What to do: Beginning with the line that has "Target: butterfly forewing", reproduce each remaining line of the data exactly, down to and including the last.
════════════════
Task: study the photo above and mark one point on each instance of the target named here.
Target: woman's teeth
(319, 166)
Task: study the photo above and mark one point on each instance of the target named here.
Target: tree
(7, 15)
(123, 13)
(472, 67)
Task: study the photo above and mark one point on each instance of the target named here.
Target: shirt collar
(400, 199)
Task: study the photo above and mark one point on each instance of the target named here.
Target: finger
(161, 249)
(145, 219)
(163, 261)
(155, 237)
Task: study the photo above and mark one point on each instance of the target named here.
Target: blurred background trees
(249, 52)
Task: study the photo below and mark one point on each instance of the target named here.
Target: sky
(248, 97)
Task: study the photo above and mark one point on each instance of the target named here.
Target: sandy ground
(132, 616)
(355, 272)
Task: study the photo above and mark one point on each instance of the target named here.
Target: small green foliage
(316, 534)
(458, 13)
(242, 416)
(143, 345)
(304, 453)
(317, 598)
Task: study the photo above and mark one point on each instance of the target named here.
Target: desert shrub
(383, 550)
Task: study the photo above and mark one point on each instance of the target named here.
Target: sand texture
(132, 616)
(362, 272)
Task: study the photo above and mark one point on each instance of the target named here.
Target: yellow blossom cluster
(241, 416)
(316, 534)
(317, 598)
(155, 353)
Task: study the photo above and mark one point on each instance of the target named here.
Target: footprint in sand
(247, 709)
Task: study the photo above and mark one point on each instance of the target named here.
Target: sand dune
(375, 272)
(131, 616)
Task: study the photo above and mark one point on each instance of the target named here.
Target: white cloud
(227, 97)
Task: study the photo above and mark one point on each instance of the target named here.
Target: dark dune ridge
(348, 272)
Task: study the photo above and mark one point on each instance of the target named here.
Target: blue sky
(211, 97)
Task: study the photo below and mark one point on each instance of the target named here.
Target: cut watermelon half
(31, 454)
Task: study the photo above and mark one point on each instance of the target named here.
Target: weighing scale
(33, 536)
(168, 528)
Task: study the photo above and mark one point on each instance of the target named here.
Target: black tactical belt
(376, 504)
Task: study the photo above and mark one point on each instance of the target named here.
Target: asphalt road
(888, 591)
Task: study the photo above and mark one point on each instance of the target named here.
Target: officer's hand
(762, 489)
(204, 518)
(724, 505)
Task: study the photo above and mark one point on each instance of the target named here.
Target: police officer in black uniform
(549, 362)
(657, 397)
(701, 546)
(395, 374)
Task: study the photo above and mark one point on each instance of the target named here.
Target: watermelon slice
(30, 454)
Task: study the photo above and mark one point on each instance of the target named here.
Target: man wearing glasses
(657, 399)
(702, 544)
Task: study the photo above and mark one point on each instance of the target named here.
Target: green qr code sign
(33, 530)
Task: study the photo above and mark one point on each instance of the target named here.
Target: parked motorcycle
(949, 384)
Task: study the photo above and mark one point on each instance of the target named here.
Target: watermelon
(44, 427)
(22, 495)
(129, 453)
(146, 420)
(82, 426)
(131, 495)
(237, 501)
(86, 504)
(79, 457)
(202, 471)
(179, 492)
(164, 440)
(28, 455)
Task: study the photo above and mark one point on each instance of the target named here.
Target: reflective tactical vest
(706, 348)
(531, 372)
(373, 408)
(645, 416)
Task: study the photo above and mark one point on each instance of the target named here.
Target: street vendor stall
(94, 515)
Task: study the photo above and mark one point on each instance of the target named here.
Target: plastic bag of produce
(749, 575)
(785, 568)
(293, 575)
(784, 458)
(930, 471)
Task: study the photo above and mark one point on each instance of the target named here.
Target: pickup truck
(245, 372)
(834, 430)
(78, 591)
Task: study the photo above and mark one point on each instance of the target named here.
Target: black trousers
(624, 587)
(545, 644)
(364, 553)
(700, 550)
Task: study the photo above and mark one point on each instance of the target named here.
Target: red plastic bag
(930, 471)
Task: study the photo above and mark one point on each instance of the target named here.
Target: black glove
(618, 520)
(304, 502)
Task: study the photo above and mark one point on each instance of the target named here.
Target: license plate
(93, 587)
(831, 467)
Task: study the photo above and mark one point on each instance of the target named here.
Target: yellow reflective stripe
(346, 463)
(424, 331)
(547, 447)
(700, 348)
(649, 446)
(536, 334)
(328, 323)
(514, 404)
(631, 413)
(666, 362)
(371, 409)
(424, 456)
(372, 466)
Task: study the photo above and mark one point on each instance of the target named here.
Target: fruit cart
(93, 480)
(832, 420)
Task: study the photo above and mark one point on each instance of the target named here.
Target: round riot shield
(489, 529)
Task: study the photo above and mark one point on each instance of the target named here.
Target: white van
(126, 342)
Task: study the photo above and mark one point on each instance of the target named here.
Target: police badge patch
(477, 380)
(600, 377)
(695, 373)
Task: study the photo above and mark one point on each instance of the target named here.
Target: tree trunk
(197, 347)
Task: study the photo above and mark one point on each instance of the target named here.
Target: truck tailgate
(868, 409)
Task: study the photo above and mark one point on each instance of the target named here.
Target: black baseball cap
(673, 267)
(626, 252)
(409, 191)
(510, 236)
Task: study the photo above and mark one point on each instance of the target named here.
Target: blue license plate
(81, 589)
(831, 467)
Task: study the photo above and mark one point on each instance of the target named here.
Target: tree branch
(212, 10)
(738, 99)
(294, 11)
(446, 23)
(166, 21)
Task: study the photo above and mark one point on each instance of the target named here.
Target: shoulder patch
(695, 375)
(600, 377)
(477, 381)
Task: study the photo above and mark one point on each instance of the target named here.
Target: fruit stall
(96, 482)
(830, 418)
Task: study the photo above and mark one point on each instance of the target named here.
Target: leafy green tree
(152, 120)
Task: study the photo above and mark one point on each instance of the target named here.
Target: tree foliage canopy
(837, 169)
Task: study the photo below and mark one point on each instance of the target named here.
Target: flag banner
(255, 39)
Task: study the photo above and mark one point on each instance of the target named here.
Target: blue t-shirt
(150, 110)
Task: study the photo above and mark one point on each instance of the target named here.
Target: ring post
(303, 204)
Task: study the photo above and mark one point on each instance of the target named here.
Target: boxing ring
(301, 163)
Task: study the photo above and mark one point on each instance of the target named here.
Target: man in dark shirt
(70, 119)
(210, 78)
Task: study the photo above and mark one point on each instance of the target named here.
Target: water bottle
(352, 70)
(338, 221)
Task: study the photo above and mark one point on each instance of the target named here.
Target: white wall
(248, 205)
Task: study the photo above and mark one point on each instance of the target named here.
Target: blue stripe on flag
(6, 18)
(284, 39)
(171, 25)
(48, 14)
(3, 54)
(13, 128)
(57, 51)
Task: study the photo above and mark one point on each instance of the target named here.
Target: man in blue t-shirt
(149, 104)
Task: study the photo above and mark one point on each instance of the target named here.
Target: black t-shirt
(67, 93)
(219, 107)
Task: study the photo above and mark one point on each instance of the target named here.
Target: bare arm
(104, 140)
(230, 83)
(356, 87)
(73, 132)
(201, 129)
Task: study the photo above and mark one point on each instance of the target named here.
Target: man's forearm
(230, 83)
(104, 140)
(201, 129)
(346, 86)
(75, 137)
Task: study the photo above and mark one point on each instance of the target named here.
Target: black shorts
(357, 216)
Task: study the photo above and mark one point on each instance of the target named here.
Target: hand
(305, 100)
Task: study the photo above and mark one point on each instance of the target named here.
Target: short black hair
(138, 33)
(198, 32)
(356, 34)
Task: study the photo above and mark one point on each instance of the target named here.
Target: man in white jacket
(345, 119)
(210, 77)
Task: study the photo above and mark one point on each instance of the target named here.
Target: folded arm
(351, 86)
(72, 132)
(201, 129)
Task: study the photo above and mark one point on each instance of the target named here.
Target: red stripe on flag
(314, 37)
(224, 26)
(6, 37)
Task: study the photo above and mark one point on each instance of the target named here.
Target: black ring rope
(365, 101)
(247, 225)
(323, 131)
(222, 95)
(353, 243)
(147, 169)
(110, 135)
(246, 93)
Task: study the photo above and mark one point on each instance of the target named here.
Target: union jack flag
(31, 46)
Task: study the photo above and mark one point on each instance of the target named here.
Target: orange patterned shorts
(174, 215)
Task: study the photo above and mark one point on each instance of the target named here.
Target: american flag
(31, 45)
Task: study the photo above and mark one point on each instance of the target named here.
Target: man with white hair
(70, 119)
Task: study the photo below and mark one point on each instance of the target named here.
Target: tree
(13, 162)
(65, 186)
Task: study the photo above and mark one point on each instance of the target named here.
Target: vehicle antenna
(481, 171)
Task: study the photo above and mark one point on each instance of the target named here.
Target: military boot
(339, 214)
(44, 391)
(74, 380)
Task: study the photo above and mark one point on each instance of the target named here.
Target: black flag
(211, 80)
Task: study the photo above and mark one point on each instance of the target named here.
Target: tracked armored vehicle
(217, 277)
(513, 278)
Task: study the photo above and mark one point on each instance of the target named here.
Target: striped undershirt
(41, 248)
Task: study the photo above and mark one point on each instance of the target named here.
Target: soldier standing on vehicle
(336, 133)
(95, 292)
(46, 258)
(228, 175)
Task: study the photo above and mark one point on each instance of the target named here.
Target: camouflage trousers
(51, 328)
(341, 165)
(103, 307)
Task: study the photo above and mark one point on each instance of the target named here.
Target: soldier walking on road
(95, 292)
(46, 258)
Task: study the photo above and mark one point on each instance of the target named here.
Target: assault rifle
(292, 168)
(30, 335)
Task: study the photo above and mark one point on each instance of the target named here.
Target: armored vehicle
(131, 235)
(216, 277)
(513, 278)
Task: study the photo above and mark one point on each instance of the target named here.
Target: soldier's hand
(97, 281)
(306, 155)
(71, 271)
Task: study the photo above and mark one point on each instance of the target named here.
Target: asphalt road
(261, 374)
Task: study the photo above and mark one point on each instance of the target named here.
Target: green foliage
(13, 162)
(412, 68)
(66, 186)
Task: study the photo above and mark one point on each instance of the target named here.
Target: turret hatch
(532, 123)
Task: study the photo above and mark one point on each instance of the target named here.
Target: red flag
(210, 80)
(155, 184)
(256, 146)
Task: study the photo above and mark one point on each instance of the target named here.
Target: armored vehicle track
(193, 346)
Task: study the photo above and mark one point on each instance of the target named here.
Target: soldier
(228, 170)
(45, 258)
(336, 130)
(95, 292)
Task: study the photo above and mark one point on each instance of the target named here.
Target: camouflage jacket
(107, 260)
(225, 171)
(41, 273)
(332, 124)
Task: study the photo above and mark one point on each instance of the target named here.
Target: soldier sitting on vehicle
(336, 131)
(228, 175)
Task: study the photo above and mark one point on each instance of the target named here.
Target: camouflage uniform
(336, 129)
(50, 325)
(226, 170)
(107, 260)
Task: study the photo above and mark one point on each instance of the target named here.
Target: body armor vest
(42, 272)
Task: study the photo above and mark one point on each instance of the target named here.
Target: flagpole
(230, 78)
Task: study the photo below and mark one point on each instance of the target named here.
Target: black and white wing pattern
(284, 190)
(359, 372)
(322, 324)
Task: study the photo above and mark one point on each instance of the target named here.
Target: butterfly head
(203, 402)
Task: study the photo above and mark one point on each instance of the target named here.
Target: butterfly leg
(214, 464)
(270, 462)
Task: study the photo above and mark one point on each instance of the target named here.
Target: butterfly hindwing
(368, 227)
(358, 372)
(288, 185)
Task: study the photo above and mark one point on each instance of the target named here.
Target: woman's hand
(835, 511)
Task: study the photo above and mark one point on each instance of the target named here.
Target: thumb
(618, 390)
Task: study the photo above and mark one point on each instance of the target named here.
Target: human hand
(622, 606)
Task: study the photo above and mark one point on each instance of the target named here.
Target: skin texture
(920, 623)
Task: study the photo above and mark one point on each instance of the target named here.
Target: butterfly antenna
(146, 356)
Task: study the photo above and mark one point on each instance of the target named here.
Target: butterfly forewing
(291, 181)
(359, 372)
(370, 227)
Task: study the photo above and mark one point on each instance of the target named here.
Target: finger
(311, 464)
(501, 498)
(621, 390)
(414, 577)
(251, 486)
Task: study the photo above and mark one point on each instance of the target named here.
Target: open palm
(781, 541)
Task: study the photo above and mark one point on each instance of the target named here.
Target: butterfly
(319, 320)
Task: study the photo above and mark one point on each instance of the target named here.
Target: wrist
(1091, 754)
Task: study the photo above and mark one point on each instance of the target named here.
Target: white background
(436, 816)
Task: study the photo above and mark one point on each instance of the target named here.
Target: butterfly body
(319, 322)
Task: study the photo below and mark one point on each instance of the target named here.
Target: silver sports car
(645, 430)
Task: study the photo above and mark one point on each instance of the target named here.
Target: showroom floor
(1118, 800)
════════════════
Solution for this task:
Target: butterfly forewing
(291, 181)
(359, 372)
(370, 227)
Task: study the photo above and mark one point on each instance of the target named here.
Target: finger
(311, 464)
(501, 498)
(621, 390)
(414, 577)
(251, 486)
Task: study the photo above and mark one point on each instance of the target named here.
Target: open palm
(781, 541)
Task: study the photo above and mark one point on each instance of the target named here.
Target: butterfly
(319, 320)
Task: study the photo above and mark one point on each instance of the target named here.
Target: wrist
(1091, 754)
Task: study the photo above and mark one point on each instance of the target named here.
Target: white background
(436, 816)
Task: study the photo above and mark one point on each instance of the target named here.
Target: butterfly body
(319, 322)
Task: study the photo below and mark one point on each instance of the target named here.
Target: silver sports car
(645, 430)
Task: study the photo above and mark one point on each instance of the target named here.
Target: showroom floor
(1118, 800)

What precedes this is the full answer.